— Begin Given information —

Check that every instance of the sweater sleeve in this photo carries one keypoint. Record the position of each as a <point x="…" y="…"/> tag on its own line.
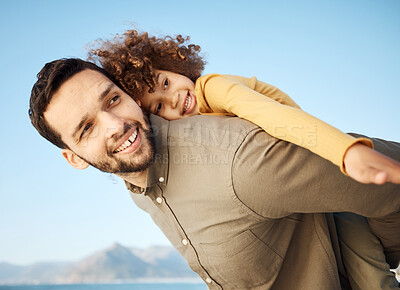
<point x="275" y="112"/>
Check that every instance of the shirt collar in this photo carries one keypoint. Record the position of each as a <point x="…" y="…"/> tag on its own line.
<point x="157" y="172"/>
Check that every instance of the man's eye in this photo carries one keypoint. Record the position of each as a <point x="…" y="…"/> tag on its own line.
<point x="158" y="108"/>
<point x="114" y="99"/>
<point x="86" y="129"/>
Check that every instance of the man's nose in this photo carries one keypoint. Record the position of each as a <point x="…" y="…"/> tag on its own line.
<point x="111" y="124"/>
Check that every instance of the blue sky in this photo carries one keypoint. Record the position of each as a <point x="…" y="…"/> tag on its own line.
<point x="339" y="60"/>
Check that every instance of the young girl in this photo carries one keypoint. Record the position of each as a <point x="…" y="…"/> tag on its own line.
<point x="163" y="75"/>
<point x="147" y="67"/>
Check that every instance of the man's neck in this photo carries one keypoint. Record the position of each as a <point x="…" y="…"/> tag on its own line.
<point x="135" y="178"/>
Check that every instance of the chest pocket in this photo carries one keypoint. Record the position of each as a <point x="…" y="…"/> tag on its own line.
<point x="242" y="262"/>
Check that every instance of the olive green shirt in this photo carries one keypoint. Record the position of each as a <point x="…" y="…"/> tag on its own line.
<point x="249" y="211"/>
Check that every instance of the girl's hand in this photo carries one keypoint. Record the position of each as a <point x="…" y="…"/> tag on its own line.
<point x="369" y="166"/>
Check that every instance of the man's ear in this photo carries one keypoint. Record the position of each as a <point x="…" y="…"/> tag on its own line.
<point x="74" y="159"/>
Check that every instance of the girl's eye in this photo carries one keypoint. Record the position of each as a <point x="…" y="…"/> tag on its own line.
<point x="114" y="99"/>
<point x="166" y="83"/>
<point x="158" y="108"/>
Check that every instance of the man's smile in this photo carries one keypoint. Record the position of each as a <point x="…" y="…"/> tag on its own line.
<point x="126" y="146"/>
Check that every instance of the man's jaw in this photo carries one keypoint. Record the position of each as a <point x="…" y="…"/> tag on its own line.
<point x="129" y="143"/>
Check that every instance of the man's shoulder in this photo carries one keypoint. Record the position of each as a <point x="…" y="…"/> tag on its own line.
<point x="222" y="131"/>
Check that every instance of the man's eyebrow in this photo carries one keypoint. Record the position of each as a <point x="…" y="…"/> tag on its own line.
<point x="86" y="116"/>
<point x="106" y="92"/>
<point x="77" y="128"/>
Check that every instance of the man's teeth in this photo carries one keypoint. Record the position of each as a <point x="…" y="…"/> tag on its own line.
<point x="188" y="102"/>
<point x="128" y="142"/>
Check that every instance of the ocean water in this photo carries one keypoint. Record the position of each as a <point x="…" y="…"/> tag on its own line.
<point x="135" y="286"/>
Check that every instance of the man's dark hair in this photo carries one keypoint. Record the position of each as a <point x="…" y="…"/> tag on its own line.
<point x="50" y="79"/>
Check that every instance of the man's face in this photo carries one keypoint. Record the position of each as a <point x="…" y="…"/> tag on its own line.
<point x="101" y="124"/>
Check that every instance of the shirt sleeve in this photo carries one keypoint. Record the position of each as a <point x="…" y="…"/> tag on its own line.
<point x="275" y="112"/>
<point x="276" y="179"/>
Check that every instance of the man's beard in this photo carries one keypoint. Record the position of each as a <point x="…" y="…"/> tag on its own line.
<point x="140" y="161"/>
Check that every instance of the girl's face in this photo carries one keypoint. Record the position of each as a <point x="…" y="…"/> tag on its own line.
<point x="173" y="97"/>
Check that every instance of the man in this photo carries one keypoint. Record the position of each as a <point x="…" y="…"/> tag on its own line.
<point x="246" y="210"/>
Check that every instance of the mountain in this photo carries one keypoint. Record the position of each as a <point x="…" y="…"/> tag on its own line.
<point x="114" y="264"/>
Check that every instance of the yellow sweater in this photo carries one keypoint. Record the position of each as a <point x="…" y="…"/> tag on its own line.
<point x="277" y="114"/>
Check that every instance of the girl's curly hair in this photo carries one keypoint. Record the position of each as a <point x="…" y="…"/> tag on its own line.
<point x="131" y="59"/>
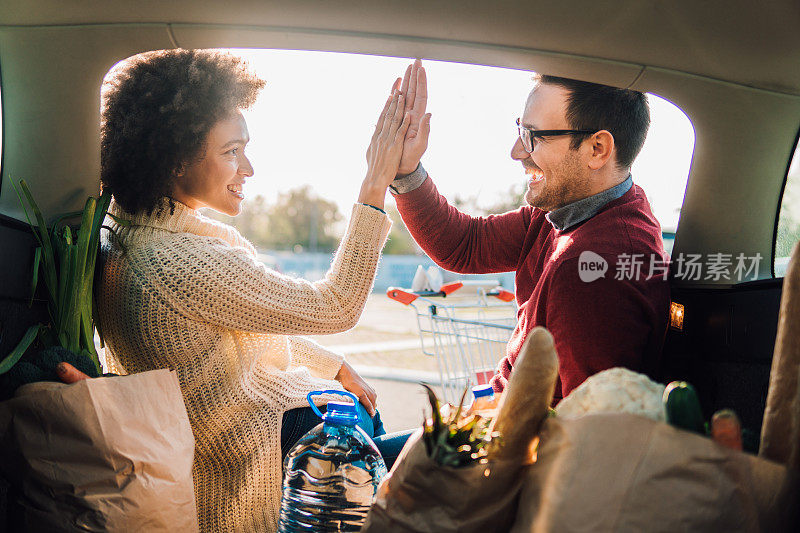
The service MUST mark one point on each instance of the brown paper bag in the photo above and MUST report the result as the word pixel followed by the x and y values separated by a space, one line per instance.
pixel 104 454
pixel 421 496
pixel 620 472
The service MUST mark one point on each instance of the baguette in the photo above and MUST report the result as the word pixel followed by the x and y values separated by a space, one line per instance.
pixel 780 433
pixel 527 397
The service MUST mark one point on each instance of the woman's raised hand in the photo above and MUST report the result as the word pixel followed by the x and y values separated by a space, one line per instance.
pixel 385 148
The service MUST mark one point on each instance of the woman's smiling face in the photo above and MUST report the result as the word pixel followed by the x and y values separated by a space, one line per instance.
pixel 217 178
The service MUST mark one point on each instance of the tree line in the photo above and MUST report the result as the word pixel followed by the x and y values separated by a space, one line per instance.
pixel 301 221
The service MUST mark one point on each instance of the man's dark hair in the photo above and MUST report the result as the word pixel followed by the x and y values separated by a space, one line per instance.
pixel 157 110
pixel 623 112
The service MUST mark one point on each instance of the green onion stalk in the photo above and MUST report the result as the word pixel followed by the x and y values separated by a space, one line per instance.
pixel 65 262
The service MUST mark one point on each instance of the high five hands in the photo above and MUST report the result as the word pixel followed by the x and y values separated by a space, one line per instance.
pixel 400 137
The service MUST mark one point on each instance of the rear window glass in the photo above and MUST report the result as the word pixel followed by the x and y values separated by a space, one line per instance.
pixel 312 123
pixel 789 216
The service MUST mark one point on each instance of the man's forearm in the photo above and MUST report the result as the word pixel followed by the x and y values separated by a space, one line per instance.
pixel 454 240
pixel 409 182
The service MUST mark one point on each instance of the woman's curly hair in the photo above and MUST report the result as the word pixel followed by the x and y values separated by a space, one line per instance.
pixel 157 110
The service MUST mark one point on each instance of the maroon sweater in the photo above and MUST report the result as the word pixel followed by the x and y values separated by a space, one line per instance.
pixel 596 325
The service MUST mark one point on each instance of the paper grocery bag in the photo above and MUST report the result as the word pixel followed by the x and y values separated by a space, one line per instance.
pixel 419 495
pixel 620 472
pixel 104 454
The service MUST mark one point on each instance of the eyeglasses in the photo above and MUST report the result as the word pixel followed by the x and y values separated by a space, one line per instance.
pixel 530 137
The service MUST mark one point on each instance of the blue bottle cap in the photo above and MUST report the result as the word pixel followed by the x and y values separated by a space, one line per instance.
pixel 482 390
pixel 342 413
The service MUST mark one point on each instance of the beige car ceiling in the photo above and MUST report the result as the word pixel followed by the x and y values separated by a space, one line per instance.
pixel 733 67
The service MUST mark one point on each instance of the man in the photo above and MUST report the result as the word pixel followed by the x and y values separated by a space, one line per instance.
pixel 588 254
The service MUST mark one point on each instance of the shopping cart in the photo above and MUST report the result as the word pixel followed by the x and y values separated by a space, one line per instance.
pixel 465 326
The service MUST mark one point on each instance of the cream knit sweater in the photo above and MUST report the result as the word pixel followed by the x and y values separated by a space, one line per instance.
pixel 185 292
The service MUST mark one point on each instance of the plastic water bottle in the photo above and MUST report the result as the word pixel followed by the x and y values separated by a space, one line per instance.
pixel 484 401
pixel 332 473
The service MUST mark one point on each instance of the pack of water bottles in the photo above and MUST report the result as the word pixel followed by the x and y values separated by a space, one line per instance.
pixel 332 473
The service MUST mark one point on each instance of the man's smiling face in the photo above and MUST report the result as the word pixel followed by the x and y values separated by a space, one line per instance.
pixel 556 174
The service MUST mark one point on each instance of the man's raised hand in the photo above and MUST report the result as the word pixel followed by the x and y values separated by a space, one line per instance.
pixel 415 87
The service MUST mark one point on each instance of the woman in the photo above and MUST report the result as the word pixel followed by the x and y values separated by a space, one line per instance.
pixel 182 291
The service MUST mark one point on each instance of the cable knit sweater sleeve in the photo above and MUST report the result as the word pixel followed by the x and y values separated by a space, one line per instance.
pixel 320 361
pixel 208 280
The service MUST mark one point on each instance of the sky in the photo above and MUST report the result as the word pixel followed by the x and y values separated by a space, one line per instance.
pixel 313 121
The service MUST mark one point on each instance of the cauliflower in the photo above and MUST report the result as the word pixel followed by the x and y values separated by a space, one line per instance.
pixel 616 390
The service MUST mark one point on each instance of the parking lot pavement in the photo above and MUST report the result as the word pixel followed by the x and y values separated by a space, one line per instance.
pixel 401 404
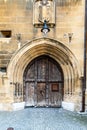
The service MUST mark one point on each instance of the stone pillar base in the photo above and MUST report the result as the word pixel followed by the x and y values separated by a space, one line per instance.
pixel 18 106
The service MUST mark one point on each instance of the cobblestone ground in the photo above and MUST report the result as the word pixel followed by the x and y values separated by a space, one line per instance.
pixel 43 119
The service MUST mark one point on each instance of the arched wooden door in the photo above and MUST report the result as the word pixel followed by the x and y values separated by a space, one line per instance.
pixel 43 83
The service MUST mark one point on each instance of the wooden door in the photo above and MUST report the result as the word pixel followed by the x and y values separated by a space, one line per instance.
pixel 41 94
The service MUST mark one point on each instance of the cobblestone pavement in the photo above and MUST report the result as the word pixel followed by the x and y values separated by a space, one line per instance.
pixel 43 119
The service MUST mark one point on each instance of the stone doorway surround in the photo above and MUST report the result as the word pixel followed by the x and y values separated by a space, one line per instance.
pixel 61 54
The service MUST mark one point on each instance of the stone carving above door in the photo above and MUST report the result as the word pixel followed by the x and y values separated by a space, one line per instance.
pixel 44 10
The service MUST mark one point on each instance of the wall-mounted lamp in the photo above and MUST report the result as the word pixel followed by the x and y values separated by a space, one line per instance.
pixel 45 28
pixel 69 36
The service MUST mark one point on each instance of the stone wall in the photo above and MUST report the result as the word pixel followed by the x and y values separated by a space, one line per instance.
pixel 17 16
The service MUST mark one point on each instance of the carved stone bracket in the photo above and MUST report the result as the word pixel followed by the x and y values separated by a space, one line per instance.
pixel 43 12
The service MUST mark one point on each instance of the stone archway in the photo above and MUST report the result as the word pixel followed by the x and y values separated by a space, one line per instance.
pixel 44 46
pixel 43 83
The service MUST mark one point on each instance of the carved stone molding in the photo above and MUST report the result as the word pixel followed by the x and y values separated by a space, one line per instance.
pixel 43 12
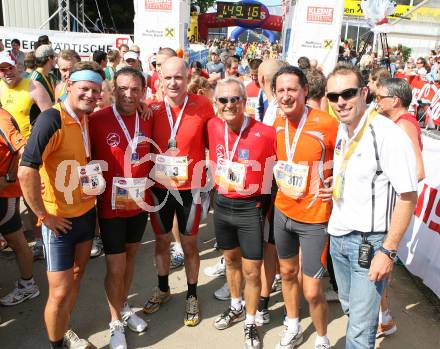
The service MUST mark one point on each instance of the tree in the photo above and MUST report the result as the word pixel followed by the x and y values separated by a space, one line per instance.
pixel 203 4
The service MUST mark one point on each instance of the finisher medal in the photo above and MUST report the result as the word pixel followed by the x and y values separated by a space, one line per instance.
pixel 172 144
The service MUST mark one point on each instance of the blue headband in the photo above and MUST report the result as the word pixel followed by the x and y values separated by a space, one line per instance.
pixel 87 75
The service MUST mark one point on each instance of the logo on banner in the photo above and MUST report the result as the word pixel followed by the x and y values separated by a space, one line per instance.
pixel 158 5
pixel 328 43
pixel 169 32
pixel 320 14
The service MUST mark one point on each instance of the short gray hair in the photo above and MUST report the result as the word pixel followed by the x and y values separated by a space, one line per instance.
pixel 228 81
pixel 398 88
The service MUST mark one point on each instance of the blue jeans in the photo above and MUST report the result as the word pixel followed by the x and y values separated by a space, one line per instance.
pixel 359 297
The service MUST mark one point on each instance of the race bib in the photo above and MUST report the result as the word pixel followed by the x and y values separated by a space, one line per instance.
pixel 128 193
pixel 230 175
pixel 174 168
pixel 91 180
pixel 291 178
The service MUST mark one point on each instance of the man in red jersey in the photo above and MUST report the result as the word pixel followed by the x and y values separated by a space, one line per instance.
pixel 243 151
pixel 179 124
pixel 119 139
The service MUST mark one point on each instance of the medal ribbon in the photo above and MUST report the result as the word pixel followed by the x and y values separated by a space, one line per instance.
pixel 174 127
pixel 133 142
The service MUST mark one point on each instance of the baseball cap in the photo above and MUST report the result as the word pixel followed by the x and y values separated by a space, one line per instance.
pixel 130 55
pixel 44 51
pixel 5 58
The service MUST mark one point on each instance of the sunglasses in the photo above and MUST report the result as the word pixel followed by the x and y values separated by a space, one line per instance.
pixel 347 94
pixel 226 100
pixel 379 97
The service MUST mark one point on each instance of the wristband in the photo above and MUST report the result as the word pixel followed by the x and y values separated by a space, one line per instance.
pixel 41 220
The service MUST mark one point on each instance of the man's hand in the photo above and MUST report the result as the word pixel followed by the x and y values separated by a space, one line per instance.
pixel 326 193
pixel 58 225
pixel 145 111
pixel 381 267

— End Given information —

▶ [Given exercise] Would you quote the items above word for word, beginning at the line that has "Check that every instance of the man's face" and stopping after the line that has "pixel 527 397", with any pictures left out?

▶ [Output of the task]
Check that every instance of the man's face in this photo carries one keypoint. Record the position of each as a <point x="…" y="…"/> tag on its own line.
<point x="101" y="124"/>
Check that every instance of the shirt sleeve in this photo carries one keypoint. Record the position of each as a <point x="…" y="…"/> tag on its own line.
<point x="275" y="112"/>
<point x="276" y="179"/>
Check that every instance of the man's beard in this photo carries one keypoint. Record the position of each as a <point x="…" y="…"/> tag on its own line.
<point x="140" y="161"/>
Check that every instance of the girl's face in this photo carries one keypoint. Record the position of each as a <point x="…" y="…"/> tag on its own line.
<point x="173" y="97"/>
Check that every instance of the man in this photo carries one keypoint. Record the position of each as a <point x="…" y="…"/> tag on its own line.
<point x="246" y="210"/>
Check that every instance of the mountain in this photo carries one keypoint. Record the position of each as a <point x="…" y="…"/> tag on its own line.
<point x="114" y="264"/>
Check that every instance of the yellow sweater in this photo carries one keypoint. Record the position of each as a <point x="…" y="…"/> tag on its own line.
<point x="277" y="114"/>
Check that every instance of the girl's curly hair in this photo carries one keypoint. Record the position of each as a <point x="…" y="…"/> tag on its own line.
<point x="131" y="59"/>
The service MUST mark one point on each instance of the brown paper bag in the photo above and MUST report the result as the word pixel followed by the x and y values separated by a space, one line per instance.
pixel 104 454
pixel 421 496
pixel 620 472
The service MUST mark one point on each instance of the baguette in the photo above and MUST report the result as the word pixel followed by the x and y values separated by a space, one line per instance.
pixel 780 433
pixel 527 397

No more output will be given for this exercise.